-- Texte source --
--------------------------------

Il est manifestement des juges qui ne partagent pas cette analyse, une analyse qui grandit l’institution judiciaire en redonnant à l’équité la place qui lui revient, dans les prétoires : « l’esprit de la loi » doit l’emporter sur « la lettre », beaucoup trop réductrice…

La condamnation à 10 ans de réclusion criminelle de Jacqueline Sauvage, cette femme qui, durant plus de quarante années a vécu un enfer, est une illustration, jusqu’à la caricature, de la fracture profonde qui sépare les citoyens d’une justice totalement désincarnée, sensée être rendue « au nom du peuple français »…

Et que l’on ne vienne surtout pas nous dire que les quelques jurés d’assises, tirés au sort parmi la population, sont précisément l’expression très majoritaire des Français. Une femme accusée de meurtre, pour avoir tué un mari alcoolique qui la frappait régulièrement et qui agressait sexuellement ses propres enfants, ce n’est pas son procès qui aurait dû être instruit, mais bel et bien celui de la justice : une justice sourde et aveugle qui n’a curieusement jamais rien trouvé à redire au comportement criminel d’un individu qui, la veille même du drame, avait conduit au suicide, par pendaison, du fils de la fratrie.

« Les rédacteurs des projets de loi écrivent avec leurs pieds… », avait dit un « expert », Jacques Chirac, après avoir pris connaissance de nouveaux textes, à l’occasion d’un Conseil de Défense, à l’Élysée (Paris-Match-20.10.1996). Ceux qui ont rédigé la loi relative à la légitime défense appartiennent manifestement à cette catégorie car, dans la pratique, on n’a encore jamais vu un mort témoigner du bien fondé qui l’aurait poussé à tirer le premier…

Les policiers en savent quelque chose, eux qui, régulièrement, voient des véhicules leur foncer dessus, pour échapper aux contrôles. Or, si le véhicule, en l’espèce, devient une arme « par destination », cela ne les autorise pas, pour autant, à ouvrir le feu, en dépit de ce qui s’apparente à une tentative d’homicide volontaire… Leurs « collègues » gendarmes, allez savoir pourquoi, ont plus de chance : ils sont, eux, autorisés à tirer sur un agresseur en fuite, à condition d’avoir procédé aux sommations d’usage… Notons, au passage, que la loi ne prévoit rien pour les agresseurs qui sont sourds.

Si la légitime défense suppose un certain nombre de conditions et critères, extrêmement difficiles à matérialiser ou à « interpréter », elle exige, de surcroît, que leur caractère soit indissociable : dès lors, en dehors de quelques cas très particuliers, les victimes, quel que soit le talent de leurs avocats, éprouveront toujours toutes les peines du monde à faire jouer cette clause…

Parmi ces conditions, il doit pouvoir être établi que le danger était imminent et que l’agresseur est bien passé à l’acte. Quant aux critères retenus par la loi, il est indiqué que la réponse à l’agression doit être simultanée et « proportionnée » mais, également, qu’il n’existait aucun autre moyen de s’y soustraire.

--------------------------------

-- Enregistrements extraits --

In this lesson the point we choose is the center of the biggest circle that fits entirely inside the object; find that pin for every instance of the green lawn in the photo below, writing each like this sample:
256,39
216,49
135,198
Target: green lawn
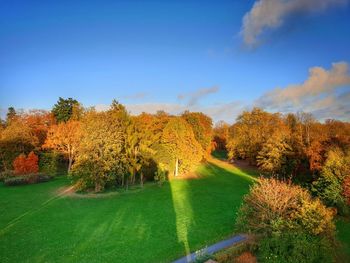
343,228
152,225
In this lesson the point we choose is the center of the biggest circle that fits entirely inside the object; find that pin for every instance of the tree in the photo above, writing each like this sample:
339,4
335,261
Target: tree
202,127
11,115
26,165
39,121
101,154
221,134
63,109
273,158
15,139
287,221
65,137
179,151
329,185
250,132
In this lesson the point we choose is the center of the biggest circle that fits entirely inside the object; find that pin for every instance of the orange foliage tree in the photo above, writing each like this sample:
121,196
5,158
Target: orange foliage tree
65,137
26,165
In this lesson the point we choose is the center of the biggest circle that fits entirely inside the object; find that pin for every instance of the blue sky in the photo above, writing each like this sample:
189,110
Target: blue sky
154,55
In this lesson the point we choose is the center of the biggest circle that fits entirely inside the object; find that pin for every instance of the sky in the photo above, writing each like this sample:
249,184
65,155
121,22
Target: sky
218,57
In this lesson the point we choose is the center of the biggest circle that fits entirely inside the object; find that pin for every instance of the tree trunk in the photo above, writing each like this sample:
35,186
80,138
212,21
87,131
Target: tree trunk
177,167
70,161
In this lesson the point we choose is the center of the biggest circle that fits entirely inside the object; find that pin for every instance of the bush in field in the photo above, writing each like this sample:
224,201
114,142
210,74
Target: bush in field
346,189
288,221
160,176
295,247
27,179
26,165
6,174
332,183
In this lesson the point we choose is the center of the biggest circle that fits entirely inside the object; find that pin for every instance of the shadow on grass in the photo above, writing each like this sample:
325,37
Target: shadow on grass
157,224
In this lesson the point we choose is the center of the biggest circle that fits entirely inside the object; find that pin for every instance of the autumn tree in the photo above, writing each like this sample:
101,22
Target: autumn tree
63,109
179,149
273,157
39,121
26,165
65,138
202,126
220,135
329,185
11,115
101,156
15,139
250,132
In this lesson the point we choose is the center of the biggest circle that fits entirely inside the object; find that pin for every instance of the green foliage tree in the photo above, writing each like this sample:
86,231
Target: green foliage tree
11,115
63,109
273,157
202,126
329,185
15,139
288,222
250,132
101,157
179,151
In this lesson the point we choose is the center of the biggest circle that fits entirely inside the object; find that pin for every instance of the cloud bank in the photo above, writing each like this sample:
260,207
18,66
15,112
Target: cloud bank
194,97
272,14
325,93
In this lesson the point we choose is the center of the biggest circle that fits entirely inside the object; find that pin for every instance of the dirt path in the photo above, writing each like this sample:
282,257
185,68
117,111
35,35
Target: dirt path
212,249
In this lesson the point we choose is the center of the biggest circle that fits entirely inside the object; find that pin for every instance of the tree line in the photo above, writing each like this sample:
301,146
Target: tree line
293,147
108,148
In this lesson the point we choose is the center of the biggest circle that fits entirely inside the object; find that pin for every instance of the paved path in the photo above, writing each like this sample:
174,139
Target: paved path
212,249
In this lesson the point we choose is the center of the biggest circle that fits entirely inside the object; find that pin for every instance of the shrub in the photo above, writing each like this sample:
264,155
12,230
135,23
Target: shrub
233,253
26,165
245,257
330,185
16,180
346,189
295,247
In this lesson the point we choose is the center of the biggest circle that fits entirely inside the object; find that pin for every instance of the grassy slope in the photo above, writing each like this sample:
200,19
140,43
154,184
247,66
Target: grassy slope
152,225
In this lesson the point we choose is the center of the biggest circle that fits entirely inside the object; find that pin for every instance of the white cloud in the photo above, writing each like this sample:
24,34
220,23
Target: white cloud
223,111
272,14
324,94
195,96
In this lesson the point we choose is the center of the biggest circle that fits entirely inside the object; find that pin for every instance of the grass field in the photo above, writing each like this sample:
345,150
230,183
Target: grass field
155,224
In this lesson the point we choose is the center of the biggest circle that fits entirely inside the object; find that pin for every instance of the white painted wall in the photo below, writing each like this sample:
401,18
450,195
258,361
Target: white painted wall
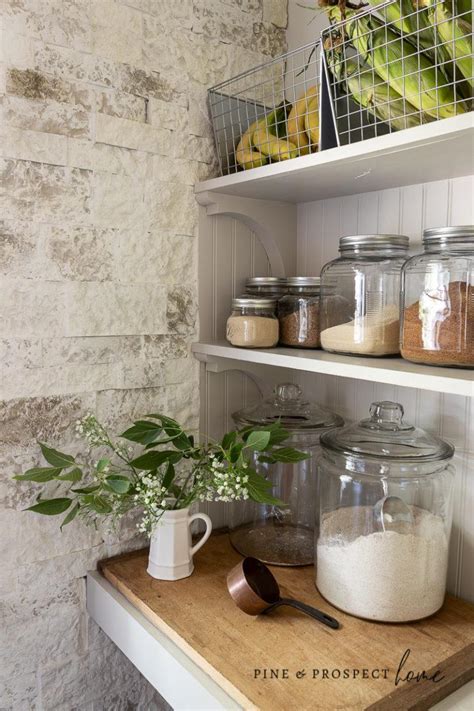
237,252
305,22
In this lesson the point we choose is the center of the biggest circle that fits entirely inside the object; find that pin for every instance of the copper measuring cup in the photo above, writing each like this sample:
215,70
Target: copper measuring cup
254,590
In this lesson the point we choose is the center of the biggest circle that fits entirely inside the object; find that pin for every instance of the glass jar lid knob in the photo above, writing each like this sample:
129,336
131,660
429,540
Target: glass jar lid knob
387,414
287,393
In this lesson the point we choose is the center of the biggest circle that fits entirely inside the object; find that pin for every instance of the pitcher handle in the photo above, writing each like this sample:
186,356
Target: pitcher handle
206,533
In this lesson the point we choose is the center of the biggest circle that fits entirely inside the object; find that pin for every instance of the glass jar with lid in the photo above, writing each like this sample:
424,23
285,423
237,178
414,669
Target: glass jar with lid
386,496
360,299
438,299
266,287
283,535
253,323
298,313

--------------------------------

-- Consigne A --
Répondez aux questions suivantes d'après le texte source :
(i) À quelle peine Jacqueline Sauvage a-t-elle été condamnée ?
(ii) Quelle publication, avec quelle date, est indiquée comme source des propos de Jacques Chirac ?
(iii) Que doivent avoir fait les gendarmes pour être autorisés à tirer sur un agresseur en fuite ?
-- Consigne B --
Recopiez fidèlement le passage du texte source qui va de « Les policiers en » jusqu'à « qui sont sourds. ».

-- Résultat final A --
(i) À 10 ans de réclusion criminelle.
(ii) Paris-Match, 20.10.1996.
(iii) Ils doivent avoir procédé aux sommations d'usage.

-- Résultat final B --
Les policiers en savent quelque chose, eux qui, régulièrement, voient des véhicules leur foncer dessus, pour échapper aux contrôles. Or, si le véhicule, en l’espèce, devient une arme « par destination », cela ne les autorise pas, pour autant, à ouvrir le feu, en dépit de ce qui s’apparente à une tentative d’homicide volontaire… Leurs « collègues » gendarmes, allez savoir pourquoi, ont plus de chance : ils sont, eux, autorisés à tirer sur un agresseur en fuite, à condition d’avoir procédé aux sommations d’usage… Notons, au passage, que la loi ne prévoit rien pour les agresseurs qui sont sourds.